TEXTO DEL DOCUMENTO:
José Manuel de la Sota fue, antes que nada, un constructor. No sólo de obras, aunque su paso por la gobernación cordobesa esté repleto de escuelas, rutas y viviendas que aún se cuentan por miles. Fue, sobre todo, un constructor político. Supo moldear un peronismo a la medida de Córdoba, sin renegar de su identidad nacional pero con un oído siempre atento a lo que pedía su gente.
De ahí provino una de sus principales virtudes: entender que la política provincial no podía ser mera réplica del tablero nacional; que había que diseñar una identidad propia, con autonomía aunque no con aislamiento.

ENTRADAS DEL LISTADO:
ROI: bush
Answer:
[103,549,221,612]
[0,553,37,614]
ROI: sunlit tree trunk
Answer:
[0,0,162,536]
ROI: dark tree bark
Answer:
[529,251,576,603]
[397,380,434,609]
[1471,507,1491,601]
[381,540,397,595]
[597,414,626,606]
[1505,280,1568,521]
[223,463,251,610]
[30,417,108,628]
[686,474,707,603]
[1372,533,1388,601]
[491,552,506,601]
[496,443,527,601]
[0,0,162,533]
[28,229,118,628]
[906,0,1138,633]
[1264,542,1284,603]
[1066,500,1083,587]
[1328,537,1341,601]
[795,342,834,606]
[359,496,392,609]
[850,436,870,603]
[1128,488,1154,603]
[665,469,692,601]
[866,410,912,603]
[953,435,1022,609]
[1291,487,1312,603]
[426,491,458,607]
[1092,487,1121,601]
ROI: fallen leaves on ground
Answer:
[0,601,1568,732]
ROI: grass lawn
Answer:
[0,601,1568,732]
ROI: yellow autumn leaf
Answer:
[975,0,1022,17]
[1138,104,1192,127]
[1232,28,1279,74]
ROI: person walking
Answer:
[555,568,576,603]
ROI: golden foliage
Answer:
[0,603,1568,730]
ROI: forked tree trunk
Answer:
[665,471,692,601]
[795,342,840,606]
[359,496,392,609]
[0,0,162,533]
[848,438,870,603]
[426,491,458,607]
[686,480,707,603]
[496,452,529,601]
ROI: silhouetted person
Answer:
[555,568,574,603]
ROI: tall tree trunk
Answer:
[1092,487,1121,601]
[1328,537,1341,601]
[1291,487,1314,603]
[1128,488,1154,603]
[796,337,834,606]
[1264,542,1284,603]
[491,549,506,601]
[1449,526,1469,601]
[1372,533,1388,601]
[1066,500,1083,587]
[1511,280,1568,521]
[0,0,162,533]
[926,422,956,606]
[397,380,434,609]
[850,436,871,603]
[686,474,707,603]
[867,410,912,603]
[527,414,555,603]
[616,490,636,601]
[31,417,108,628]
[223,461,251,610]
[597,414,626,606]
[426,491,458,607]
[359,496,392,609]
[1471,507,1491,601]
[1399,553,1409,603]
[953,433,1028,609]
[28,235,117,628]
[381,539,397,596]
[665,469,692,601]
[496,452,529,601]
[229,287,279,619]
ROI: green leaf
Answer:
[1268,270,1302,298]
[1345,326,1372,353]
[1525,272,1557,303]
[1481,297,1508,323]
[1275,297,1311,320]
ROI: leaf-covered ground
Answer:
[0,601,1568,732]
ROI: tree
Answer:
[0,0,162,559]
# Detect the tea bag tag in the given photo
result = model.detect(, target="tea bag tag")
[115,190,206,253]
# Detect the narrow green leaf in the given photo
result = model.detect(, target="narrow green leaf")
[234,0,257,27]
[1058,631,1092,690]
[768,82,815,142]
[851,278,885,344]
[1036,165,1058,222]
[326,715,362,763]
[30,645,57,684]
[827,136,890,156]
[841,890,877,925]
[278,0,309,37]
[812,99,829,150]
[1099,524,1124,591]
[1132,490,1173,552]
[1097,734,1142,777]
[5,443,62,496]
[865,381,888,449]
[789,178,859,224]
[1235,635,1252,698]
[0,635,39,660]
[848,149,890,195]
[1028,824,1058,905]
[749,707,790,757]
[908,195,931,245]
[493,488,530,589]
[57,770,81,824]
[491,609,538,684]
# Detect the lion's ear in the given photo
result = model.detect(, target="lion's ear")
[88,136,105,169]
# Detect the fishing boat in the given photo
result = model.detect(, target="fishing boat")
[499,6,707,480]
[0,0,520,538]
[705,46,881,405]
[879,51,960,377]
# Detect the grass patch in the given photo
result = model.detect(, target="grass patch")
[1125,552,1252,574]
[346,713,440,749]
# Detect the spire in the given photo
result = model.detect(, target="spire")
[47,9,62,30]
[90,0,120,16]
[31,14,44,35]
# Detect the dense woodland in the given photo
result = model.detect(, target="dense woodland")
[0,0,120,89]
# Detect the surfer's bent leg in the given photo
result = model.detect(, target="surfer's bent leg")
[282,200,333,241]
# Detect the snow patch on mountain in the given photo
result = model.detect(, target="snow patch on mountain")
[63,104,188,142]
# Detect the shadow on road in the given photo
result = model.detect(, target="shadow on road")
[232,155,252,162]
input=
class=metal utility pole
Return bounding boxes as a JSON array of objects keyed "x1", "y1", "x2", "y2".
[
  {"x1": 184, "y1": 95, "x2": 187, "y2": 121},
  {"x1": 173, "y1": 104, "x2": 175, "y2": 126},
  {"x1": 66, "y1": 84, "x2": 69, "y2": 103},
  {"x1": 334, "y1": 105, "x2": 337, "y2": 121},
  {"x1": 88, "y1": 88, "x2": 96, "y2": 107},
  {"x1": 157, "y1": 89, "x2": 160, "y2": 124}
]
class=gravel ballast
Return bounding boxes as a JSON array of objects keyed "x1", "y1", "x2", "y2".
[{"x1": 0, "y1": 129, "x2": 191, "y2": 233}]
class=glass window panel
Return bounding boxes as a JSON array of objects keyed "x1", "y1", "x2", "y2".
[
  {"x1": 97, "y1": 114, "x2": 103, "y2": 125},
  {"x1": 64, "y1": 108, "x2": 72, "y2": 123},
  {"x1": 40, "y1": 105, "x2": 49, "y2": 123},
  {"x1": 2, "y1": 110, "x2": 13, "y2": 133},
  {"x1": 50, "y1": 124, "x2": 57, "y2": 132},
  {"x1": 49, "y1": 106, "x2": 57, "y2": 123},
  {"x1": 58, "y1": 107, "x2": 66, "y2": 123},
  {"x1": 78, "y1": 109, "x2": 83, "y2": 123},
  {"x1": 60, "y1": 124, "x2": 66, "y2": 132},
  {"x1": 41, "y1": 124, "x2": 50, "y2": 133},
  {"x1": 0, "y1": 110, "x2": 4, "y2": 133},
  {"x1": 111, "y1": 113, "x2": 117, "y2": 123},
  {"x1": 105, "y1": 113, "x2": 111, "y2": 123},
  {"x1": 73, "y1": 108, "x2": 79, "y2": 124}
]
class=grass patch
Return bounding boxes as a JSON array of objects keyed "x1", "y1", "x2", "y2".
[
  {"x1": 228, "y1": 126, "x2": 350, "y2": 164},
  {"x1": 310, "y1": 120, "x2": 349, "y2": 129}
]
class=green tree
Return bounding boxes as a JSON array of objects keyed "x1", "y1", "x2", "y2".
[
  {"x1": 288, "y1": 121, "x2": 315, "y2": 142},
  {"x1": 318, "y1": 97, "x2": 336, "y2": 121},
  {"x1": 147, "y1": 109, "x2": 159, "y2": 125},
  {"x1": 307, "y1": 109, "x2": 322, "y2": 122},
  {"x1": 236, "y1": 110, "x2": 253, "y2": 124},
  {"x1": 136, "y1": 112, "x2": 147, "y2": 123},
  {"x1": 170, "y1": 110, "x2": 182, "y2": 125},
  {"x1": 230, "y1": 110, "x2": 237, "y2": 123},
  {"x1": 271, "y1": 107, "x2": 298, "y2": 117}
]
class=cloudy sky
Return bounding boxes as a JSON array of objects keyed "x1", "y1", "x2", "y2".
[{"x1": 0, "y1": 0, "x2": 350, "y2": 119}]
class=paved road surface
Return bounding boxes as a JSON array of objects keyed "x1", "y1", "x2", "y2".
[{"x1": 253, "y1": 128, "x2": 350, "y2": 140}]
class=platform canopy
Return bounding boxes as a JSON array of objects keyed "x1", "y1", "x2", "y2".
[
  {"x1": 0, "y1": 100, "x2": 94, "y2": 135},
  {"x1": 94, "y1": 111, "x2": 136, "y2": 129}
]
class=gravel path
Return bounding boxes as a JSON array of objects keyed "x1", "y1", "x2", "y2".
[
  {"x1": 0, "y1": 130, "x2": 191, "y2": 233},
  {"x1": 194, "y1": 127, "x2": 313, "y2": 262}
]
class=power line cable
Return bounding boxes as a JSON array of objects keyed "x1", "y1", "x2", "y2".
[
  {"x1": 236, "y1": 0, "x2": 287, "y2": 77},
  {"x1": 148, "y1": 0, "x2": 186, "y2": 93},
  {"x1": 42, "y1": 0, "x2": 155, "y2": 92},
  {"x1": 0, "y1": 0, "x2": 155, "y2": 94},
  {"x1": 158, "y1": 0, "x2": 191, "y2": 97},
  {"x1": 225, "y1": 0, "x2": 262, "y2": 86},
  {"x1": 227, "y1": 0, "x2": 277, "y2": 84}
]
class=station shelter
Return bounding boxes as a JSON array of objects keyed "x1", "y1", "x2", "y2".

INSTRUCCIONES:
1. Según el texto sobre José Manuel de la Sota, ¿qué clase de constructor fue él, sobre todo?
2. Reproduzca del texto sobre José Manuel de la Sota el fragmento comprendido entre "De ahí provino" y "no con aislamiento.", ambos inclusive.

RESPUESTAS POR TAREA:
1. Un constructor político.

2.
De ahí provino una de sus principales virtudes: entender que la política provincial no podía ser mera réplica del tablero nacional; que había que diseñar una identidad propia, con autonomía aunque no con aislamiento.